Objective:
Reproduce the material below word for word, omitting the pictures.

Stored data:
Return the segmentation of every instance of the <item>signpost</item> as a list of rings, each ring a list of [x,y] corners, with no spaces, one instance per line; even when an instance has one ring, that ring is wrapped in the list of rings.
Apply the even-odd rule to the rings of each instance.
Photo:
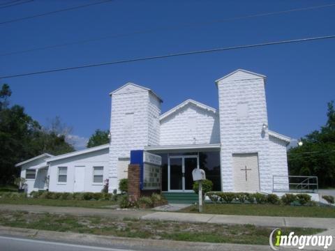
[[[199,213],[202,212],[202,181],[206,179],[206,174],[204,171],[200,169],[195,168],[192,171],[192,176],[193,181],[199,183]]]

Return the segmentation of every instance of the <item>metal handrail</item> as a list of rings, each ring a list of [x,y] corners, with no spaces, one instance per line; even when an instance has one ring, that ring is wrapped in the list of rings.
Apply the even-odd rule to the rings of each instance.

Correct answer:
Return the segmentation of every instance of the <item>signpost</item> as a list of rings, each ring a list of [x,y] corners, with no spaces, one instance per line; even when an instance has one ring, that ring is wrapped in the list of rings.
Apply the even-odd rule to the rings of each instance.
Photo:
[[[199,213],[202,212],[202,181],[206,179],[206,174],[204,171],[200,169],[195,168],[192,171],[192,176],[193,181],[199,183]]]

Return the segmentation of every instance of the <item>metal handrail</item> as a list of rings, each ring a list of [x,y] corners, with no spaces, one instance per line; even when an instance has one ring, that ring is wrapped in the list of rings.
Apply the even-odd rule to the rings of each instance.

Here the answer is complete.